(Some records)
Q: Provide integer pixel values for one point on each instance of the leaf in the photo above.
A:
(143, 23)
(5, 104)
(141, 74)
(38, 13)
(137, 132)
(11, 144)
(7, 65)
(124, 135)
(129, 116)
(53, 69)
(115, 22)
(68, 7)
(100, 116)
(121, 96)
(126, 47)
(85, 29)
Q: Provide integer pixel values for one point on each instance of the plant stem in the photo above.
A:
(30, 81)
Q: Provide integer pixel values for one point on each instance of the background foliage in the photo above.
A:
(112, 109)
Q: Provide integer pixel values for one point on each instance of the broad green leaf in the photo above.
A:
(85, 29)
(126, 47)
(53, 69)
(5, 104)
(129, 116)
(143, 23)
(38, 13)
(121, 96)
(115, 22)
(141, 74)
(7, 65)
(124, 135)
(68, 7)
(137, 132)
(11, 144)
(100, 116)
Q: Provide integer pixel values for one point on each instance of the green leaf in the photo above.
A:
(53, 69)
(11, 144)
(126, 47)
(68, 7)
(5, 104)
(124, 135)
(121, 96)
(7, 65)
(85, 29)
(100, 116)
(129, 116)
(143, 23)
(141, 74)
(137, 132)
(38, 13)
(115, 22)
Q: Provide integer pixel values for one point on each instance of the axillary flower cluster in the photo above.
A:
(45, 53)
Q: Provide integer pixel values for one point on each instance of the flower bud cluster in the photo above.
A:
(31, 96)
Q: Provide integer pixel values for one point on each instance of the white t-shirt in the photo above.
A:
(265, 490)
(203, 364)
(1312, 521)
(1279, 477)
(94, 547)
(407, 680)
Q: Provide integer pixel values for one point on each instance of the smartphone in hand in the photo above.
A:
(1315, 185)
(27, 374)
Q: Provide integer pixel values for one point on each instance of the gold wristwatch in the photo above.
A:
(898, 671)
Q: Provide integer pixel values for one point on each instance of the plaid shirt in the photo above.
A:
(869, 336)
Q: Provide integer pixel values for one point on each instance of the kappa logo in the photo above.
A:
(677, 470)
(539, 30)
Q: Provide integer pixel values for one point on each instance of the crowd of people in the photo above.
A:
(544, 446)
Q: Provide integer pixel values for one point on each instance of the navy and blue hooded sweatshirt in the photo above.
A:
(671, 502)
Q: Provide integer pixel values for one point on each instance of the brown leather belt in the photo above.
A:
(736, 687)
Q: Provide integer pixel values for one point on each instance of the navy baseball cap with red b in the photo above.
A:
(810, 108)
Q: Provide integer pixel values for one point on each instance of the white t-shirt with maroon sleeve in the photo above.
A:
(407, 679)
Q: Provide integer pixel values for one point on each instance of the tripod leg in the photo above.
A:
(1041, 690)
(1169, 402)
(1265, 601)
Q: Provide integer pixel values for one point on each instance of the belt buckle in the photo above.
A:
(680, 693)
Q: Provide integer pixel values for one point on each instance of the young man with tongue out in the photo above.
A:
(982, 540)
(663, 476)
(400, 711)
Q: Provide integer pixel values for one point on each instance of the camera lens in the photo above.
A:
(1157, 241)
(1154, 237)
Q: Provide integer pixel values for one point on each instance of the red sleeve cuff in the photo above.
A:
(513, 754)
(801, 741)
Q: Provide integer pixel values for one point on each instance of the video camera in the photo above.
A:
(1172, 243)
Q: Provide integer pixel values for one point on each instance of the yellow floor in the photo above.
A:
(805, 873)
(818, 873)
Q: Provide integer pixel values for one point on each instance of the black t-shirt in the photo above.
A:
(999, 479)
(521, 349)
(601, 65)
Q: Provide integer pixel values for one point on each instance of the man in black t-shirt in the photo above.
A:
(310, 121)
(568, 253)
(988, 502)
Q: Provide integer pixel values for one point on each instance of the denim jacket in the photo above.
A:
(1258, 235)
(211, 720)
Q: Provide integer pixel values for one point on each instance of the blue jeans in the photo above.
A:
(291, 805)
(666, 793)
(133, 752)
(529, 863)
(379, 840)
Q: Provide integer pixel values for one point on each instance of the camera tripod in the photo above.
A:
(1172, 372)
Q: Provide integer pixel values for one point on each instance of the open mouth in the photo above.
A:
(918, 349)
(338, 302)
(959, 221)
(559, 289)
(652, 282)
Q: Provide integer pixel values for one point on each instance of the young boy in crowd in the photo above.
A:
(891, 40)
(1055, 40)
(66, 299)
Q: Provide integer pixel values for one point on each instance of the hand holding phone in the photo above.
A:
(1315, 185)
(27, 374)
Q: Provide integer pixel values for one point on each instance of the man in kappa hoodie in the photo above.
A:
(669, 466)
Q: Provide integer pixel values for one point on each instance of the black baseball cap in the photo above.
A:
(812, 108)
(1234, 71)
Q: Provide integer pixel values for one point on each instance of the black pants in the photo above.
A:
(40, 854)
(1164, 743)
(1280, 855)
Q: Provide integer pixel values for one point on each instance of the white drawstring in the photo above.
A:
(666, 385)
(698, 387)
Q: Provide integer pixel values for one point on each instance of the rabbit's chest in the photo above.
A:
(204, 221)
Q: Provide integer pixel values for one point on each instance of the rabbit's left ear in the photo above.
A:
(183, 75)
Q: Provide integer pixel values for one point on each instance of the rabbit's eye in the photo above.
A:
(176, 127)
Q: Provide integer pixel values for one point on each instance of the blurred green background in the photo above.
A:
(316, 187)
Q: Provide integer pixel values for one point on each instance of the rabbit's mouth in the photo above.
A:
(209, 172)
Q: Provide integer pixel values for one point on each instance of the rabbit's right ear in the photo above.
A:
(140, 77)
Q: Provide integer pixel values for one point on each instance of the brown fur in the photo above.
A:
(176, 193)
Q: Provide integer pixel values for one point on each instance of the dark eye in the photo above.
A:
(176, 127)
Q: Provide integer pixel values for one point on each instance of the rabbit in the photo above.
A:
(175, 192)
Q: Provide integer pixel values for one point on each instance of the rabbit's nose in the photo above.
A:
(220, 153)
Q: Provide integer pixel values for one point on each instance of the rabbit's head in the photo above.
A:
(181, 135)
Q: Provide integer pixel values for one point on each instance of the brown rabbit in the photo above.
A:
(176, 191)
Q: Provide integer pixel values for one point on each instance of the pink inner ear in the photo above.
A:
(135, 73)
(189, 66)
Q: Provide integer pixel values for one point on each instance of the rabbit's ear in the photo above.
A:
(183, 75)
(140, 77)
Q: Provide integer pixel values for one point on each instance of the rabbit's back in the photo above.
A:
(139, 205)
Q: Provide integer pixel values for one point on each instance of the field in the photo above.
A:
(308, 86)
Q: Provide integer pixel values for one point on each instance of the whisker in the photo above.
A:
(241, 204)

--

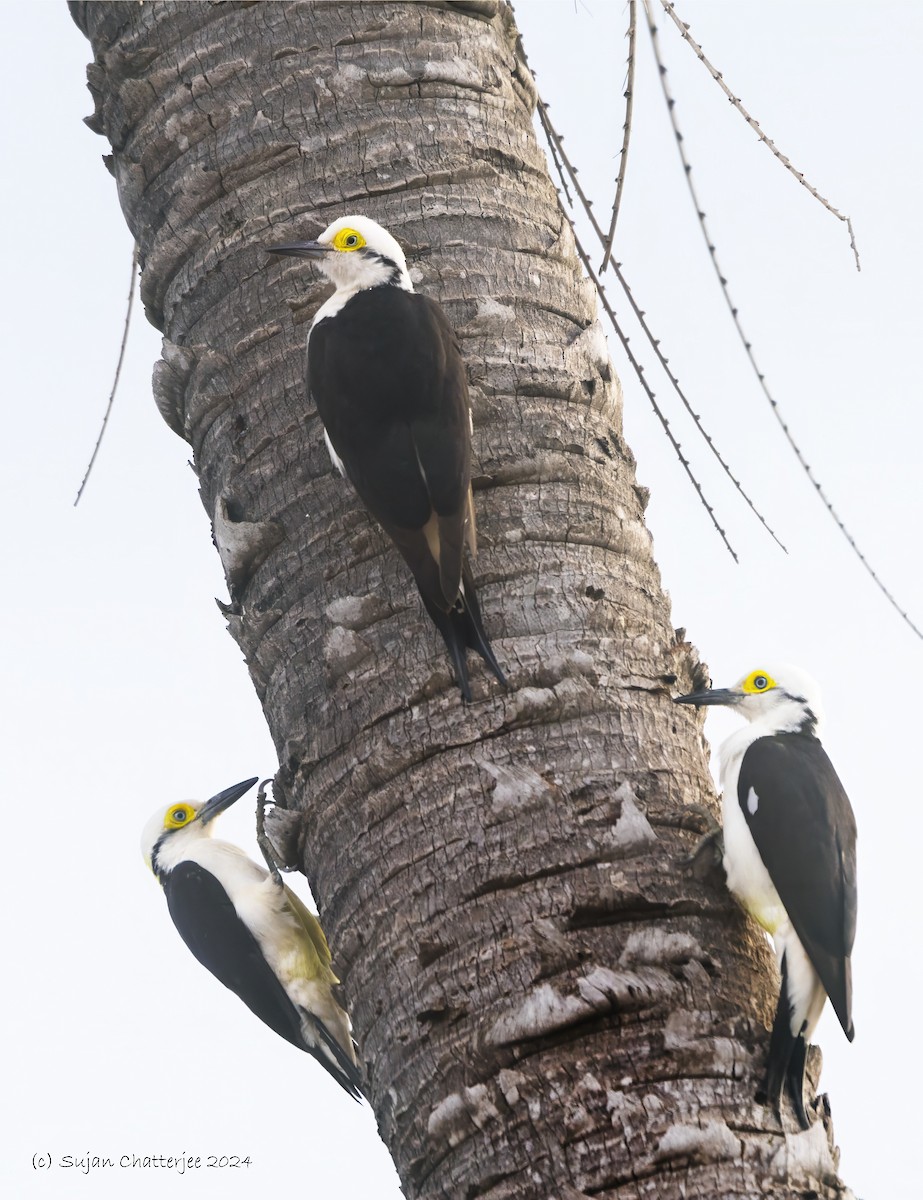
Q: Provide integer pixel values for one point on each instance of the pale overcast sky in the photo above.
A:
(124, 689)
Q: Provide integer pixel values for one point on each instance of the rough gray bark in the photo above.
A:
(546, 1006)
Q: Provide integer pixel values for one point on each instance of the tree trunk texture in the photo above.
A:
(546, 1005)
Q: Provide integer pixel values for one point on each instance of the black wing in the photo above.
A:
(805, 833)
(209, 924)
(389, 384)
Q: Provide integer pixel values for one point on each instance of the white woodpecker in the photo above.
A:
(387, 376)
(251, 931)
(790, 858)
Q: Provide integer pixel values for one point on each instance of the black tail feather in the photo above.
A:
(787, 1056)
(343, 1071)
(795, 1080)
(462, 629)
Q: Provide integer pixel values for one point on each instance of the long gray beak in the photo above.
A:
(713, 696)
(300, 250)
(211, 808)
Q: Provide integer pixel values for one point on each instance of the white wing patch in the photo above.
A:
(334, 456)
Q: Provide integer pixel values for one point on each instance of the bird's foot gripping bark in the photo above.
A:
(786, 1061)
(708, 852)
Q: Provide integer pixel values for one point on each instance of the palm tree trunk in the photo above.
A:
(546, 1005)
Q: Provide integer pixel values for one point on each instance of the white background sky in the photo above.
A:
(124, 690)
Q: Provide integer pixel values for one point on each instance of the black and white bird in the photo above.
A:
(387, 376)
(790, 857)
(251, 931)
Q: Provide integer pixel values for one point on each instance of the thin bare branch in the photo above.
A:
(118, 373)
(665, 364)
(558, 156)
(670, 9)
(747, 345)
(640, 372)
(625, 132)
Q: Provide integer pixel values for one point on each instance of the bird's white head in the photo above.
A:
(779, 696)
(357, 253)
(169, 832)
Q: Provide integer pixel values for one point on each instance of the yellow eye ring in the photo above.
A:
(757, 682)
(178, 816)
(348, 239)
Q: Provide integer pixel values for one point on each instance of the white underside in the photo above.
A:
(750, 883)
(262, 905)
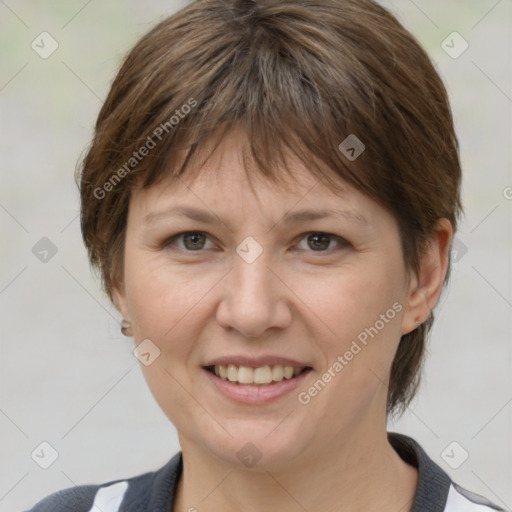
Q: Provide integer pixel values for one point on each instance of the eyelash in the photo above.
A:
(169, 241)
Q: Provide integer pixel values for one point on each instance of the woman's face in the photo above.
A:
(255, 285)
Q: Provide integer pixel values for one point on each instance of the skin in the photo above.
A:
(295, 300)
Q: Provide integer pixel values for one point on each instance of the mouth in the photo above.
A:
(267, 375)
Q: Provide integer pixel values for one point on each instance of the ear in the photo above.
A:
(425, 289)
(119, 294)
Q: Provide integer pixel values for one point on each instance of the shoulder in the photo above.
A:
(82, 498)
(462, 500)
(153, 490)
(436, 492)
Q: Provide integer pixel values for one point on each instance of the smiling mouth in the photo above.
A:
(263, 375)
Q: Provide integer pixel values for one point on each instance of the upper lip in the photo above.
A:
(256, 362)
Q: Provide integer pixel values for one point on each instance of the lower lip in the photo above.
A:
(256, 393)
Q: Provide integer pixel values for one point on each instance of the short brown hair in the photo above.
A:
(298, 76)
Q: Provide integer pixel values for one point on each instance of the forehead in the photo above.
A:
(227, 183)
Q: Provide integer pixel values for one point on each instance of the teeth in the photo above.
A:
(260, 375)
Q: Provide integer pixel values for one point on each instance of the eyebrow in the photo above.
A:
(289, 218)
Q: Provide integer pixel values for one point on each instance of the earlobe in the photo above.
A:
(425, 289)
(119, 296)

=== Instructions for the task ===
Find every line in the listing above that contains the word "young" and copy each one out in full.

=== Task response ===
Q: Provide integer pixel values for one point on each instance of the young man with tongue out in the photo above.
Q: Provide integer pixel values for one point on each instance of the young boy in crowd in the photo above.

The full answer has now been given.